ARTICOLO -
# # #

Per quanto tempo ha lavorato in carcere?

Dalla fine del corso, che terminò il 19 settembre 1968, fino all’ottobre del 2007.

Ha fatto quindi tutta la carriera possibile.

Sì. Ho cominciato come agente di custodia, perché all’epoca il corpo era ancora militarizzato. Poi, con la riforma dell’11 gennaio 1991, il corpo fu smilitarizzato.

In quante carceri ha lavorato?

Le elenco: Tortona, Saluzzo, Aosta, Alba, di nuovo Aosta, Biella, Ivrea, Busto Arsizio e di nuovo Biella.

Qual è stato il carcere più duro in cui ha lavorato?

Non saprei distinguere. Tutti avevano tipologie diverse di detenuti, ma non ho mai avvertito una differenza sostanziale tra “più duro” o “meno duro”.

La recidiva in Italia tocca il 70%. Colpa dell’individuo, della società o del carcere?

In tutti questi anni ho visto che gli sforzi per il recupero ci sono stati e ci sono. Tutti gli operatori si prodigano con l’obiettivo di reinserire il soggetto nella società. Ma il carcere, da solo, non può garantire il cambiamento. Gli operatori penitenziari fanno quello che possono. La recidiva, secondo me, è più attribuibile al soggetto. Durante la detenzione molti si comportano bene, anche per ottenere benefici previsti dalla riforma del 1975: permessi, liberazione anticipata, ecc. Ma nessuno può garantire che una volta fuori non torni a delinquere.

C’era uno slogan ai suoi tempi: “vigilando redimere”. È ancora attuale?

Era uno dei motti del corpo militare degli agenti di custodia. C’era anche: “Se vuoi comandare, impara a obbedire”. Anche oggi, “vigilando redimere” è ancora valido in senso ideale: vigilare per aiutare il detenuto a redimersi. Ma è un lavoro incerto, fatto di speranze e non di certezze. L’agente penitenziario fa il possibile, ma il cambiamento dipende dal detenuto.

In carcere ci sono stato spesso come giornalista. C’era sempre un’aria tesa, di violenza. La percepiva?

# # #

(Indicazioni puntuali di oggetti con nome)

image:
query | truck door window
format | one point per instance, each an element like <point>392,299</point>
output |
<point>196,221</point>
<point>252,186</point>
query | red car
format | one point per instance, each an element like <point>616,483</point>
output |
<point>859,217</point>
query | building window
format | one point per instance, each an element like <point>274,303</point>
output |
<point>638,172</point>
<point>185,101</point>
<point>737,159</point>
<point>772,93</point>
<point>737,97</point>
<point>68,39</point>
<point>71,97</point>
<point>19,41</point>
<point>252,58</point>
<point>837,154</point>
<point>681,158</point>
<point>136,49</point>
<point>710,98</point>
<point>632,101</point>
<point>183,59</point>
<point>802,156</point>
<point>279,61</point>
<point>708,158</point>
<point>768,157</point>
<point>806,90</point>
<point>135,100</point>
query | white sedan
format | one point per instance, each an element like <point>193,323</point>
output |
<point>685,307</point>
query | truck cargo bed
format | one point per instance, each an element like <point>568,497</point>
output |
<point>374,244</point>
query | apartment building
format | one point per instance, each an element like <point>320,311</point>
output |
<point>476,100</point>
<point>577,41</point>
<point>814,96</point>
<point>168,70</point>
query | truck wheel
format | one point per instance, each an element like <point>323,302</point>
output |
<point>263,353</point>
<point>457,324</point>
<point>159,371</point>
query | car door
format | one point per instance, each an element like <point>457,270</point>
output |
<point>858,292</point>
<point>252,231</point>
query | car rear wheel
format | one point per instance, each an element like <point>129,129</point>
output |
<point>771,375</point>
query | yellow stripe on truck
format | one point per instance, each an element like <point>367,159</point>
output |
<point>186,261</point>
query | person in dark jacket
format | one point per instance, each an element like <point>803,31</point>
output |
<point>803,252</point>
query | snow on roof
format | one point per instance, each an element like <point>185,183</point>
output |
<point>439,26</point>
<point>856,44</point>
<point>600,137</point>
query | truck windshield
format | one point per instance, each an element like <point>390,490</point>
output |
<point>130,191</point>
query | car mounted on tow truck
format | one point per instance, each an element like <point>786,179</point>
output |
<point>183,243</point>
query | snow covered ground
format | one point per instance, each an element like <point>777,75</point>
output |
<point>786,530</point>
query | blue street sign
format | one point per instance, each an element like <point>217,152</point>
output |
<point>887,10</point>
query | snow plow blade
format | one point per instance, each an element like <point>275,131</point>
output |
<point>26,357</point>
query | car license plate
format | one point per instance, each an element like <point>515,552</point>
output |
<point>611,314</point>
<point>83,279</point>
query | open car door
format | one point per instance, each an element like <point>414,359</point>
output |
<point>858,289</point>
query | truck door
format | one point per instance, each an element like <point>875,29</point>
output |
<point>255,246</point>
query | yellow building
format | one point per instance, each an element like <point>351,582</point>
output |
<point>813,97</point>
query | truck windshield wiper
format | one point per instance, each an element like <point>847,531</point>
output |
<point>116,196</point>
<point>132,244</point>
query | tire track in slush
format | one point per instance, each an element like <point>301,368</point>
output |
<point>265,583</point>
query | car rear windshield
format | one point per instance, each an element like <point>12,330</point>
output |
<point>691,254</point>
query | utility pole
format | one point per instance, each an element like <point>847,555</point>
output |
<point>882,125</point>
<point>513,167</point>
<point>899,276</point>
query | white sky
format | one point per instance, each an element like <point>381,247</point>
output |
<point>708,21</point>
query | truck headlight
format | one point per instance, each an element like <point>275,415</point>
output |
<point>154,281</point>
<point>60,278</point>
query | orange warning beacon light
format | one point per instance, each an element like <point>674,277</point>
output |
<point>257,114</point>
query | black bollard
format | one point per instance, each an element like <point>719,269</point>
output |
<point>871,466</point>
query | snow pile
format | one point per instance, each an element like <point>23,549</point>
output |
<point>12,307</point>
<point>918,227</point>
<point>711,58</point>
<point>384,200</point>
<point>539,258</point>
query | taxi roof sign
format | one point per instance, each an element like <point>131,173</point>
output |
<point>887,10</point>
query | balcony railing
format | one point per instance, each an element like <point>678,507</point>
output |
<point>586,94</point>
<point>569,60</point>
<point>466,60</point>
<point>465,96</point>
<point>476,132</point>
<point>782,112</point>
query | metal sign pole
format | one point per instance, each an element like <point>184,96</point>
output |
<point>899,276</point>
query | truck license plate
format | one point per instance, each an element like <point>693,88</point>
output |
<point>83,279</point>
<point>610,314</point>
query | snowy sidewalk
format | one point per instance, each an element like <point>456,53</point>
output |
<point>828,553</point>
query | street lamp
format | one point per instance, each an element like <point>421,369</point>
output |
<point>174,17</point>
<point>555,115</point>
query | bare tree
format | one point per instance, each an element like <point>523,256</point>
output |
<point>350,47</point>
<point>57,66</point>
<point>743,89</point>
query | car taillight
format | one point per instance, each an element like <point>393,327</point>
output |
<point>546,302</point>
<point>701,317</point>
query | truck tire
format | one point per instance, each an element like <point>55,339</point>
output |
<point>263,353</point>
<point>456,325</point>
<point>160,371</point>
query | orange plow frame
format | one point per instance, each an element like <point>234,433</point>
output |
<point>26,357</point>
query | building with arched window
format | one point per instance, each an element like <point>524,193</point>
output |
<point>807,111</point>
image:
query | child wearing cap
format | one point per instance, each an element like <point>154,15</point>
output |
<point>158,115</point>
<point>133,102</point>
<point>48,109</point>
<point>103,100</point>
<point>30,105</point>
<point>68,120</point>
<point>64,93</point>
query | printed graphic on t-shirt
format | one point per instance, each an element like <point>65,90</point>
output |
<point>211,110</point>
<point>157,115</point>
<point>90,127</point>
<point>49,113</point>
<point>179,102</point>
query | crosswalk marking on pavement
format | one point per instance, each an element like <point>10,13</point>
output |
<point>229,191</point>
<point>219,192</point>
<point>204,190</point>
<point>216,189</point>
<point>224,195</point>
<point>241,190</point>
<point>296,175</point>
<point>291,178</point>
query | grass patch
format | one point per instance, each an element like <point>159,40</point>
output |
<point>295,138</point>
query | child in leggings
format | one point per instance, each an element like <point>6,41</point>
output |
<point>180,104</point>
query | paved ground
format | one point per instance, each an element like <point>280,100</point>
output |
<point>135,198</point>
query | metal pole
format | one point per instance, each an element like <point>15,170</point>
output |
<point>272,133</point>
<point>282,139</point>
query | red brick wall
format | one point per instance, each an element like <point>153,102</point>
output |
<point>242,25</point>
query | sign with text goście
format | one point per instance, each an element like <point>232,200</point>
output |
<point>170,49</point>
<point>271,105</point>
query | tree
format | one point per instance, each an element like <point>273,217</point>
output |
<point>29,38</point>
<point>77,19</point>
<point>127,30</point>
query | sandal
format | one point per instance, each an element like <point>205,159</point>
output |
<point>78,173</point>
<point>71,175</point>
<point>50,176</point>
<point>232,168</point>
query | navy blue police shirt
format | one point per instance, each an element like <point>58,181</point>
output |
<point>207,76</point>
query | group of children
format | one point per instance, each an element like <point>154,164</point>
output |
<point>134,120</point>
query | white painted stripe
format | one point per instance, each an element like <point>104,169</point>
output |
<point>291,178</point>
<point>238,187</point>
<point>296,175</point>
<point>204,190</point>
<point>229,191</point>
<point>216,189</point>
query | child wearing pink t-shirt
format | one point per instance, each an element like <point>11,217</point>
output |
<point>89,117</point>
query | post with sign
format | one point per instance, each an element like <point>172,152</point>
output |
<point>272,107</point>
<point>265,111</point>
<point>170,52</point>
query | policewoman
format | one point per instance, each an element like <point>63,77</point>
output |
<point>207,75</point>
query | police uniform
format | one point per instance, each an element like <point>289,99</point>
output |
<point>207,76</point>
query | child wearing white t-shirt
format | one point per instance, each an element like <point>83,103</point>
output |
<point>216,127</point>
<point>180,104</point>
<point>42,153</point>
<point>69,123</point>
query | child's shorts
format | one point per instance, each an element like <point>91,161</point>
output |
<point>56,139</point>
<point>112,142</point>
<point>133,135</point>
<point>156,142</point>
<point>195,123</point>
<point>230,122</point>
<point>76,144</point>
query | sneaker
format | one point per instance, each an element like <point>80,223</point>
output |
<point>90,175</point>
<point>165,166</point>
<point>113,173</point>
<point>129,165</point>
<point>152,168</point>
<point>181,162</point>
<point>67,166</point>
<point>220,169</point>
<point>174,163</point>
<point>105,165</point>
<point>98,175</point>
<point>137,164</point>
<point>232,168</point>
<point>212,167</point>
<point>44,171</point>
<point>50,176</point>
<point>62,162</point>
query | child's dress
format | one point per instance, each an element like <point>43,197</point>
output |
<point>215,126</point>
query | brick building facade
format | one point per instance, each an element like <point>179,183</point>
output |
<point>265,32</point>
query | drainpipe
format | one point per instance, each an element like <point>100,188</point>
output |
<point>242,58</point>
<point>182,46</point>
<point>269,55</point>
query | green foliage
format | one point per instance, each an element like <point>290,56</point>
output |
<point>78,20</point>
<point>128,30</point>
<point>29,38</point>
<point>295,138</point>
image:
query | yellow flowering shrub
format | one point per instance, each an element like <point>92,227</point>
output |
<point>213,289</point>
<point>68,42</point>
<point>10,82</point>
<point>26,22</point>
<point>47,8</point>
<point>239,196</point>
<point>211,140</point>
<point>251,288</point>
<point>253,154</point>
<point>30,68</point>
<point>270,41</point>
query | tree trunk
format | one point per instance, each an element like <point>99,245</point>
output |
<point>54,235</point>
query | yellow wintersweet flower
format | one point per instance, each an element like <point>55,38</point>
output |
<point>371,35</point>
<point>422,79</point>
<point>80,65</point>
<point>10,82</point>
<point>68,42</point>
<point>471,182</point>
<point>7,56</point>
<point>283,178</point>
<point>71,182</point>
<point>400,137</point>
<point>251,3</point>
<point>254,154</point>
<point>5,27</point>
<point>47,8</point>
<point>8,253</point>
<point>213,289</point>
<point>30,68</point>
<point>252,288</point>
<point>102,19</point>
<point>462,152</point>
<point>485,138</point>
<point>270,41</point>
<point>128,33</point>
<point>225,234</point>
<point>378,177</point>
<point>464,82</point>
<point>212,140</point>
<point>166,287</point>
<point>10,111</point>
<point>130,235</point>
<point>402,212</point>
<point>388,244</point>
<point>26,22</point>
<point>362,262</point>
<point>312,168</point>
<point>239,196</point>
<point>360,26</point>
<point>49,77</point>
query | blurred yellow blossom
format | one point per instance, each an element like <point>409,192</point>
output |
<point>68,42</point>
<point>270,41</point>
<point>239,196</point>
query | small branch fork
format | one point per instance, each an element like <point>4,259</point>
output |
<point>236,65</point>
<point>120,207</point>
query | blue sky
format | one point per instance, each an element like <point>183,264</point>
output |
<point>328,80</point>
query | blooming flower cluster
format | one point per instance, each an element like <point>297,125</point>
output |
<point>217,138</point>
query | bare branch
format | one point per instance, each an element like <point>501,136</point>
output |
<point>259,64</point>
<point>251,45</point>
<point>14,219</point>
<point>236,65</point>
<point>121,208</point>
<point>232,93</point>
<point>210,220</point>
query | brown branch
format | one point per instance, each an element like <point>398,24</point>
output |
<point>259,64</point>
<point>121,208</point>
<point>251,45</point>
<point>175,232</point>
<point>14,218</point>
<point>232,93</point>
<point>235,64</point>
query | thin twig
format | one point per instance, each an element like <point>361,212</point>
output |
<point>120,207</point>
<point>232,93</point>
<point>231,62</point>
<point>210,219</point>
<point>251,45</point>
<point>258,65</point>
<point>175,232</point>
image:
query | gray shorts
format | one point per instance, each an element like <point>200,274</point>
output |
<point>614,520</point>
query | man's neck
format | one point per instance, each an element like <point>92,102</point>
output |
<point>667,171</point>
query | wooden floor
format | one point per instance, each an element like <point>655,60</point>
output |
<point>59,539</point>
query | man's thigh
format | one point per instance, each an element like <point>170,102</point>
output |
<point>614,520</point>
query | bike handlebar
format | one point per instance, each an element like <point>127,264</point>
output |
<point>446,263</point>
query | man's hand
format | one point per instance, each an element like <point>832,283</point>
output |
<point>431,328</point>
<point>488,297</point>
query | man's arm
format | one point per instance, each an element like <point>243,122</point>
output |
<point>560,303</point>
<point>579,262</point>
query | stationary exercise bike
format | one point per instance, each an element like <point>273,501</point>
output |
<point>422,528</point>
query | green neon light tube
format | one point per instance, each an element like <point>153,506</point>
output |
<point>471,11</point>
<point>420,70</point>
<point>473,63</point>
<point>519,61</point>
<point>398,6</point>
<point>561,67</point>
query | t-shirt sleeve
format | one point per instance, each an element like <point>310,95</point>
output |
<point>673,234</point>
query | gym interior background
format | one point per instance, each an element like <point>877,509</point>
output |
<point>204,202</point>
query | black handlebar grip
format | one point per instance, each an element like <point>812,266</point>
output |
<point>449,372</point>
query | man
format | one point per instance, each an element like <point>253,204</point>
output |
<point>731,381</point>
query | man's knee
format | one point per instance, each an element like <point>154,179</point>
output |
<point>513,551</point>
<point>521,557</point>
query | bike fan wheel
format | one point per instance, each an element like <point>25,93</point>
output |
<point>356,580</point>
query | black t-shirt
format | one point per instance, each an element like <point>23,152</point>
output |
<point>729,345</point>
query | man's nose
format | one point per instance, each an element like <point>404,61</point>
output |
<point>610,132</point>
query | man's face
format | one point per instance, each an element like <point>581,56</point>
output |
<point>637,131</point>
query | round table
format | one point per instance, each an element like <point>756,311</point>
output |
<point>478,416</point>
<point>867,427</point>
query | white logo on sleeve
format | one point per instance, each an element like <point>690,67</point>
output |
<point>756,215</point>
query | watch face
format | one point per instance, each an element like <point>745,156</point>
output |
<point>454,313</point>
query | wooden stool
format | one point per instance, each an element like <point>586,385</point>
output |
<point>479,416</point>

# # #

BREVE ESERCIZIO -
Trascrivi dall'articolo tutto il testo che va da "Sì. Ho cominciato" giù fino a "corpo fu smilitarizzato.".

RISPOSTA -
Sì. Ho cominciato come agente di custodia, perché all’epoca il corpo era ancora militarizzato. Poi, con la riforma dell’11 gennaio 1991, il corpo fu smilitarizzato.